# Work instructions
The lines to copy are those holding the string "tuxedo" in the entries below.

# Record set
══════════
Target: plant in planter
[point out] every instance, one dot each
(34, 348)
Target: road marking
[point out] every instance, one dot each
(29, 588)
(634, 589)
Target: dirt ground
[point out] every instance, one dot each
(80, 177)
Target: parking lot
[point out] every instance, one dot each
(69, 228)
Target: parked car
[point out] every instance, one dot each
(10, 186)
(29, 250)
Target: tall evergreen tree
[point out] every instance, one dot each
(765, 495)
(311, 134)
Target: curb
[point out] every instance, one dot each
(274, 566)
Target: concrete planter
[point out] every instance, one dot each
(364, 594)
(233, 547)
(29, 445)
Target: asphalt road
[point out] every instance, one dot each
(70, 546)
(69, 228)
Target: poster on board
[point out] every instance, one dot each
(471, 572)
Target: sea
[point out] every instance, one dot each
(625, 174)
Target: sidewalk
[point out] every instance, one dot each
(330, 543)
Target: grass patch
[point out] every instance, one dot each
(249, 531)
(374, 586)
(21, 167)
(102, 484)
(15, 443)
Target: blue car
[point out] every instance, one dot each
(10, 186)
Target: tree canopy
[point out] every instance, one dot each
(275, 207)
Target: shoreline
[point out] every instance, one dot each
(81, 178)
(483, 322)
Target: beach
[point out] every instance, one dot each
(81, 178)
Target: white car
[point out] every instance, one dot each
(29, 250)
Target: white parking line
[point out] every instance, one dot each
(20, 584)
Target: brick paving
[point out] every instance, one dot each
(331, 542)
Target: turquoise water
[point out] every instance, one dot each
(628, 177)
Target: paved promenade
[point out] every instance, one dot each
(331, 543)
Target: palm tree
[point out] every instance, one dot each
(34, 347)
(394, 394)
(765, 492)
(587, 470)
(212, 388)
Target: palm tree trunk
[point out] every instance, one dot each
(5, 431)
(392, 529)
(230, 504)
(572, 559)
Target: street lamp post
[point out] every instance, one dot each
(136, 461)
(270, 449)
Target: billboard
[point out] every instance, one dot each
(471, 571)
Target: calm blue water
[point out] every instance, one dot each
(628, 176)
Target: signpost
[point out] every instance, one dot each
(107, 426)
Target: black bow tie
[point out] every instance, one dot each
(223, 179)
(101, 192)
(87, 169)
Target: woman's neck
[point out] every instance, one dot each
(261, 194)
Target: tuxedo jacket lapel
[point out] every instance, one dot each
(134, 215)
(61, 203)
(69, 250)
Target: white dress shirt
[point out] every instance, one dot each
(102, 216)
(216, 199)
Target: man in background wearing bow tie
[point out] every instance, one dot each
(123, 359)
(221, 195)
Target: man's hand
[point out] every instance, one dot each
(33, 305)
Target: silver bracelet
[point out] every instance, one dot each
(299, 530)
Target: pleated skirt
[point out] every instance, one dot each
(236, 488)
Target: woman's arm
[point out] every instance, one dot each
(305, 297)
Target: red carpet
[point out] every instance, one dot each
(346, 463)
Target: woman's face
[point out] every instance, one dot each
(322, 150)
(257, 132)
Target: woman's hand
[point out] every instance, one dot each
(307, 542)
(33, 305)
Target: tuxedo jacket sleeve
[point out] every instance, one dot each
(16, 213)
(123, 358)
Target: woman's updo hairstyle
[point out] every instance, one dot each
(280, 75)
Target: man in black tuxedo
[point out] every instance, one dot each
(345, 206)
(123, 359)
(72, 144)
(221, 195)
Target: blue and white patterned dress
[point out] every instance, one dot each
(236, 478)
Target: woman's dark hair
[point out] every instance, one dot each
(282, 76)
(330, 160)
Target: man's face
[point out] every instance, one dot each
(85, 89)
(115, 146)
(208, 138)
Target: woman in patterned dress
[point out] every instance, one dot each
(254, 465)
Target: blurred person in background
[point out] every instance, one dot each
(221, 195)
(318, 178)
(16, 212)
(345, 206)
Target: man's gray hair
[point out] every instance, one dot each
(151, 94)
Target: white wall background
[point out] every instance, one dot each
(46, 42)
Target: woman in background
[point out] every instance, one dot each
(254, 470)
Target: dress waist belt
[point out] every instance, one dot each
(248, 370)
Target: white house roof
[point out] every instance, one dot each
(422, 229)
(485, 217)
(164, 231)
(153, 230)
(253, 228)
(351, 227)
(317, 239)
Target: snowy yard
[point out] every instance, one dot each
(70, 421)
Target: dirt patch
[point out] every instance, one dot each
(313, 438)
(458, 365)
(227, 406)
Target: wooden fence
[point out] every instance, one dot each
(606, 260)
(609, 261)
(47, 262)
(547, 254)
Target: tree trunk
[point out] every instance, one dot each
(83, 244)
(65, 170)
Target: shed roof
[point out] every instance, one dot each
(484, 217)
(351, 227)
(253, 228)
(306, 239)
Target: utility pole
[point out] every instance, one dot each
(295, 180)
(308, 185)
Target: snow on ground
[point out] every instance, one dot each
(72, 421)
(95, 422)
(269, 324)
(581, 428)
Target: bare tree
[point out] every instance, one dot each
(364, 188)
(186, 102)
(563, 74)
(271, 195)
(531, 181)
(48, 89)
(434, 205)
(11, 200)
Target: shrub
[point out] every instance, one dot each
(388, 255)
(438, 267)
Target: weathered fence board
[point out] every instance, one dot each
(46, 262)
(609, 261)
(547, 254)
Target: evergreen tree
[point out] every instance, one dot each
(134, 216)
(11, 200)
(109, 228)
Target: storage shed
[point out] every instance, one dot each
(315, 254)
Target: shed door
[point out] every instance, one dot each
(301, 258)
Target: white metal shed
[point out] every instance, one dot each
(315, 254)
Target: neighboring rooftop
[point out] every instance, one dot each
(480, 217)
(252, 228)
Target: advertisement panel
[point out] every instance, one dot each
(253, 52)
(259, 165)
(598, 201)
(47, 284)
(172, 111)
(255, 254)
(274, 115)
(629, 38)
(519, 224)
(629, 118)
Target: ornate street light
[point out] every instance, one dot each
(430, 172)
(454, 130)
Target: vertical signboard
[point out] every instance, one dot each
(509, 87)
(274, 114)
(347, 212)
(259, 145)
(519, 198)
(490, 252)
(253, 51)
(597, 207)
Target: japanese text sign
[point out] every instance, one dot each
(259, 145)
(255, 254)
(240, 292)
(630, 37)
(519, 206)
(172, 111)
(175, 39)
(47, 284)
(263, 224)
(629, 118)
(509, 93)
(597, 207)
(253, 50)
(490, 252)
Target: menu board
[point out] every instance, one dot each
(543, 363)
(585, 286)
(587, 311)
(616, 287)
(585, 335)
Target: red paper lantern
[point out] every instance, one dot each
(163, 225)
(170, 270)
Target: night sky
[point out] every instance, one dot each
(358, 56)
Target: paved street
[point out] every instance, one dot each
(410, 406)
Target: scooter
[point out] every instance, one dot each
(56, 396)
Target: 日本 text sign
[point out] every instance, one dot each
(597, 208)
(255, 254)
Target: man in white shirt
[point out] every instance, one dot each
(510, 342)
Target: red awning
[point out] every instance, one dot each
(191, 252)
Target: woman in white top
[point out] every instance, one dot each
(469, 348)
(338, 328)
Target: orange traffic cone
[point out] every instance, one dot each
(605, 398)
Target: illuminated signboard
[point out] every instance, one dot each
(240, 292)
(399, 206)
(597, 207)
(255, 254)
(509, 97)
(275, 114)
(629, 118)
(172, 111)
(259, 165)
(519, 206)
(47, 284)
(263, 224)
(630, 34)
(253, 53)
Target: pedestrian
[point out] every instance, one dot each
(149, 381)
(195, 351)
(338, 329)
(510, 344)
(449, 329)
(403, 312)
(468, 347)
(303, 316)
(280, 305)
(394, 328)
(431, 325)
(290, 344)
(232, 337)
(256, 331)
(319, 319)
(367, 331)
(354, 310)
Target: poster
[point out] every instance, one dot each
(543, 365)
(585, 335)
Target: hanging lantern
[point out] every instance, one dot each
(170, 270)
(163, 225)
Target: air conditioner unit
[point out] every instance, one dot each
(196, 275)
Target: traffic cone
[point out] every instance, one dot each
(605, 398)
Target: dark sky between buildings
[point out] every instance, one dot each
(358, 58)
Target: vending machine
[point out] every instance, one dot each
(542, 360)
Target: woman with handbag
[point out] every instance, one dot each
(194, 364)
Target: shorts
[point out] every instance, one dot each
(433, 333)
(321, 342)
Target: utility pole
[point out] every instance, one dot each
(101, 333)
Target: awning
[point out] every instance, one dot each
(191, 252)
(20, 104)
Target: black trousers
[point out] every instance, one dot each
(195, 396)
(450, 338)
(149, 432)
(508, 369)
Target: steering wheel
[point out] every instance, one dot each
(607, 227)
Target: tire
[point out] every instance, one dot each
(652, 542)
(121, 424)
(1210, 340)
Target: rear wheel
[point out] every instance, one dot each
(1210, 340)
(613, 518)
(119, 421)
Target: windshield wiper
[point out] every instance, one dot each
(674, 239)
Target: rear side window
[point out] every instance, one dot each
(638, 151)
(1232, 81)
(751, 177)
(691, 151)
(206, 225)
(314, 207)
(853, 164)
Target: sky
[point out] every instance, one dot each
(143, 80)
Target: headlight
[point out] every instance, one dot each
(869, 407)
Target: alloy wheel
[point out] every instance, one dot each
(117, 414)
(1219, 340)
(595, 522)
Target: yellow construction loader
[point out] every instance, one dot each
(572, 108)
══════════
# Your solution
Target: tuxedo jacket lapel
Target: tuxedo jacket sleeve
Target: man in black tuxedo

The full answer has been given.